▶ What you are asked to do: Show each line in the data below that contains the string "visible". The match is case-sensitive.

▶ Data for this exercise:
^^^^^^^^
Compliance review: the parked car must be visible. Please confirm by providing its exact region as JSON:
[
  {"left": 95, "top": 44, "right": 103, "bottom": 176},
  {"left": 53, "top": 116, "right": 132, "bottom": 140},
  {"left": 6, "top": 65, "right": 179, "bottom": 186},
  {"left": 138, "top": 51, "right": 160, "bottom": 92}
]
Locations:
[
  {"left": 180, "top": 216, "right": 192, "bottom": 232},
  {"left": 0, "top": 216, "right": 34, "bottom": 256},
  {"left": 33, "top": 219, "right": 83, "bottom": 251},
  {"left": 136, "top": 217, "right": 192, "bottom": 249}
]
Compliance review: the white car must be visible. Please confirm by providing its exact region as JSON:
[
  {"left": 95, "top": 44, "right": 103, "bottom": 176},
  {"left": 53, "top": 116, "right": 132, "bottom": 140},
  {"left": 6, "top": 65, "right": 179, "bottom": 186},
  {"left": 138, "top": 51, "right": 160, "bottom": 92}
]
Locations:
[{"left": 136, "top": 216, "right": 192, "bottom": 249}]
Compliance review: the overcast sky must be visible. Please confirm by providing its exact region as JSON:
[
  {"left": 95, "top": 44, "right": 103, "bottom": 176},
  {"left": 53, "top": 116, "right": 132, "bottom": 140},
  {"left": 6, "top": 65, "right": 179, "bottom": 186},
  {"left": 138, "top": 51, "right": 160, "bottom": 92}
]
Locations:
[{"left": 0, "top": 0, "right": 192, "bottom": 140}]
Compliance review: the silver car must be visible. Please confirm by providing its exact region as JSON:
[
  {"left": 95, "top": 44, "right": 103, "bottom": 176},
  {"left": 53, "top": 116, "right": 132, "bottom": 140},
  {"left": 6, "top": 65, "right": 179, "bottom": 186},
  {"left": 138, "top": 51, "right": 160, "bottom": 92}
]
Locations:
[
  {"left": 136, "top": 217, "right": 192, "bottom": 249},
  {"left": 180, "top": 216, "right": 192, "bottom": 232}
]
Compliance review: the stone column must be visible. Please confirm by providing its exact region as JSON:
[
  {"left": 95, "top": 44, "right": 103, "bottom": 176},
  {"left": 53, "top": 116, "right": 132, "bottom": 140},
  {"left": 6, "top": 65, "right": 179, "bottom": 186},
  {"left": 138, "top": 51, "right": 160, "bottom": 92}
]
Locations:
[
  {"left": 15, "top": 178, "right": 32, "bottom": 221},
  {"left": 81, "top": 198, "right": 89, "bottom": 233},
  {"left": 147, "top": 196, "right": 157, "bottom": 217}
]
^^^^^^^^
▶ Final result:
Compliance review: the parked car must be visible. Please confirm by providing its exact region as JSON:
Compliance review: the white car must be visible. Please confirm by providing its exact region as JSON:
Compliance review: the overcast sky must be visible. Please confirm by providing its exact region as JSON:
Compliance review: the silver car must be visible. Please confirm by providing its exact region as JSON:
Compliance review: the stone column must be visible. Please confirm by providing its exact region as JSON:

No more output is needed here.